» **Entries taken from a collection**:
§ §

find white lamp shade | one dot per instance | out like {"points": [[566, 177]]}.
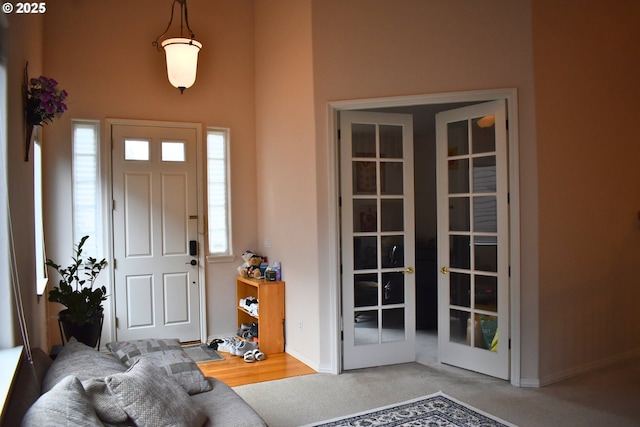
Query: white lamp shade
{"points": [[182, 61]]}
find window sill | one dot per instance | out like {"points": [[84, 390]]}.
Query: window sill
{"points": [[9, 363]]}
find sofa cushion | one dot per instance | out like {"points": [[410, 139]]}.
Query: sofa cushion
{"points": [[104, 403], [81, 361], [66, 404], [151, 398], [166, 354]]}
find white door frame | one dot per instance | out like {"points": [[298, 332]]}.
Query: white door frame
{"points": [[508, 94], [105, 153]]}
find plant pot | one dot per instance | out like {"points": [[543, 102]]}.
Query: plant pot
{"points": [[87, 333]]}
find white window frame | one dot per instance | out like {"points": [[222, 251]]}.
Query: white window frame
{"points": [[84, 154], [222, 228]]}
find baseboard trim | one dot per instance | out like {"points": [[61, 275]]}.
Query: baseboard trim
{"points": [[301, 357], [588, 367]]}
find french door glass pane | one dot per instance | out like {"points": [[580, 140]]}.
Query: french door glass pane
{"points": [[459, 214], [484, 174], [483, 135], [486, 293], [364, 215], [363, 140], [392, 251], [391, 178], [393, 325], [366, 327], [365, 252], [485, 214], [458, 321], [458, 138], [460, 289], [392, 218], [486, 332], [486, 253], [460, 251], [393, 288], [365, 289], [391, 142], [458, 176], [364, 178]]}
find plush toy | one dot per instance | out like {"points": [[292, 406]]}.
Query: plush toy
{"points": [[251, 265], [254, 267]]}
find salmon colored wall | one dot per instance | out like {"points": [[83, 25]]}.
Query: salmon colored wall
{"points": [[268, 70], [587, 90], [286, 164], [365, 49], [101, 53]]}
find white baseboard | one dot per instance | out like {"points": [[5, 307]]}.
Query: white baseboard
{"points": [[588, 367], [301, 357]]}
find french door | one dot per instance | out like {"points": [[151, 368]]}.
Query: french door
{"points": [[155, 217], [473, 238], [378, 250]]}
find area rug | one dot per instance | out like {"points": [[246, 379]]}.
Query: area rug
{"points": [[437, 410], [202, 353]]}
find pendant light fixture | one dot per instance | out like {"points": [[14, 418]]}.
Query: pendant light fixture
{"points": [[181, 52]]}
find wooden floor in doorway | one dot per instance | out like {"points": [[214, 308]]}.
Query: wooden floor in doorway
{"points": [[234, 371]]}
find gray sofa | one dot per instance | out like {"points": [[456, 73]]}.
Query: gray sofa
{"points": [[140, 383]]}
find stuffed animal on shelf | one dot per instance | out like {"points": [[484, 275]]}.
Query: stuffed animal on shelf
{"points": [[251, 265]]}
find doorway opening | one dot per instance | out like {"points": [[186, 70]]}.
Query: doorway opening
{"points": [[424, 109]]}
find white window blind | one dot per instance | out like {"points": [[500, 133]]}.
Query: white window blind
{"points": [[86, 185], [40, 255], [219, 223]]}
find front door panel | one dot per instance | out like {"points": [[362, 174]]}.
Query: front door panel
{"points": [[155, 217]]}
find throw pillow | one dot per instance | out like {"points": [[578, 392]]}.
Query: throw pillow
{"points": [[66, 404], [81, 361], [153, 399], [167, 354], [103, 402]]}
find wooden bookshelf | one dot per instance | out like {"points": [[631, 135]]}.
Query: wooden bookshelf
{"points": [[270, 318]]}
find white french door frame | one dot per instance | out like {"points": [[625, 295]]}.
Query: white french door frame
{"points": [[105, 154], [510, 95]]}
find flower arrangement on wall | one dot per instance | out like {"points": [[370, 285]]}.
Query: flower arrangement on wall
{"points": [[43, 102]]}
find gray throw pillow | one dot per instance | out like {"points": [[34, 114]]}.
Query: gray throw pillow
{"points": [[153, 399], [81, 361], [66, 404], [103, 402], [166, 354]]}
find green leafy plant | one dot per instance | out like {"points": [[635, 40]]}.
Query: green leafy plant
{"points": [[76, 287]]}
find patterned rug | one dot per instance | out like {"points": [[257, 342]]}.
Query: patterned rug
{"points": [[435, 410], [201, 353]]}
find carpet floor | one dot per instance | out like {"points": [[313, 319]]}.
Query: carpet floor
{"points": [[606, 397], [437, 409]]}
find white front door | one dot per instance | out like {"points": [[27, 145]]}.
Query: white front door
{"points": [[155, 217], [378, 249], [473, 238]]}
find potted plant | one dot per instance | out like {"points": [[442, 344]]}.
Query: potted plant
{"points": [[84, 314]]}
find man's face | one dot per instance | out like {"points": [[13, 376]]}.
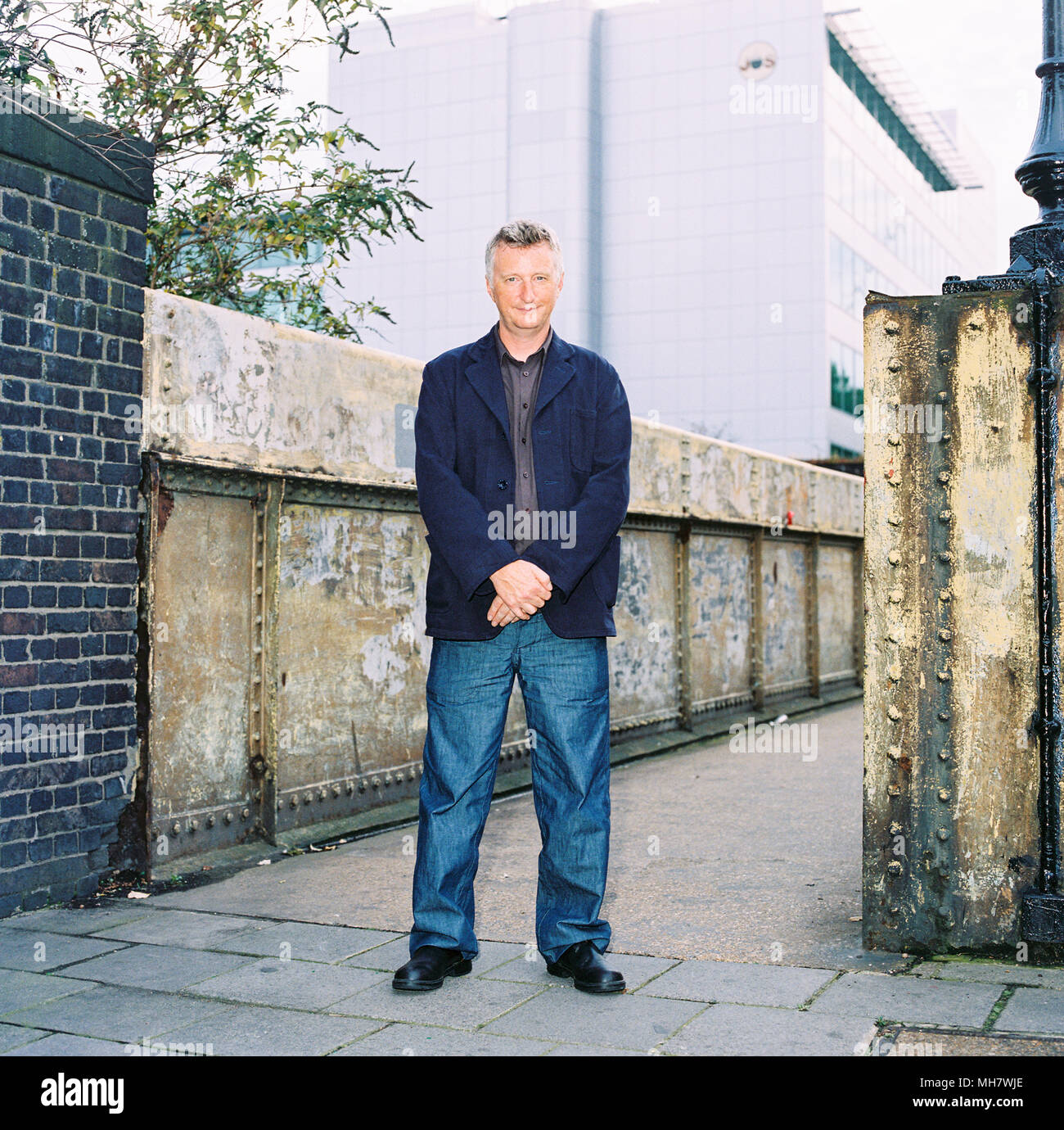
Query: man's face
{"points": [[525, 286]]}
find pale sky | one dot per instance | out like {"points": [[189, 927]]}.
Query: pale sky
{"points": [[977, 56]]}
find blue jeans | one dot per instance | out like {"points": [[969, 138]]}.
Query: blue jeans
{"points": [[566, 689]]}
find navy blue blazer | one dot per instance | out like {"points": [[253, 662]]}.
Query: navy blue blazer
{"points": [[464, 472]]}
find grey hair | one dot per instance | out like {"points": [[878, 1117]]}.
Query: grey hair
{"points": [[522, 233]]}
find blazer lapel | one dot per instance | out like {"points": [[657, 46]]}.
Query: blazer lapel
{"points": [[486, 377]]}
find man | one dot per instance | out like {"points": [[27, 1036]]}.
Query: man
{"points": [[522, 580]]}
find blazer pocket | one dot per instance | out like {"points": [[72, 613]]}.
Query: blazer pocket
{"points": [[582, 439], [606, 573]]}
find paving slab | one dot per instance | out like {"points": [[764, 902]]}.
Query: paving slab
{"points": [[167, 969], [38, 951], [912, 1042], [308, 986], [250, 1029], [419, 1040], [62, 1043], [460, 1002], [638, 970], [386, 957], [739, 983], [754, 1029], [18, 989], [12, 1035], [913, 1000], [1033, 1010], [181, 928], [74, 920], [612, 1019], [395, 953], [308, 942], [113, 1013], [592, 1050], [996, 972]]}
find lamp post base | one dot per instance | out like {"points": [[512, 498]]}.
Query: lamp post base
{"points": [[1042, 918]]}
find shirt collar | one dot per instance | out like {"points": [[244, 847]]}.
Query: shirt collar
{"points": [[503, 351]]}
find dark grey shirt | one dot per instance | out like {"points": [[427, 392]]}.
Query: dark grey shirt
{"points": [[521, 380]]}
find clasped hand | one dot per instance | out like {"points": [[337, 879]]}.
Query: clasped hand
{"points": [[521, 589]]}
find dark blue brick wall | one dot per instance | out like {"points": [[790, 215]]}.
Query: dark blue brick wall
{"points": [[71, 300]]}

§ §

» **Task directions**: Copy word for word the part of the entries that begins with the line containing "find dark blue" and runs through the end of the entries.

» **Finished task**:
find dark blue brick wall | one dot per instance | out like {"points": [[790, 215]]}.
Query: dark blue brick wall
{"points": [[71, 300]]}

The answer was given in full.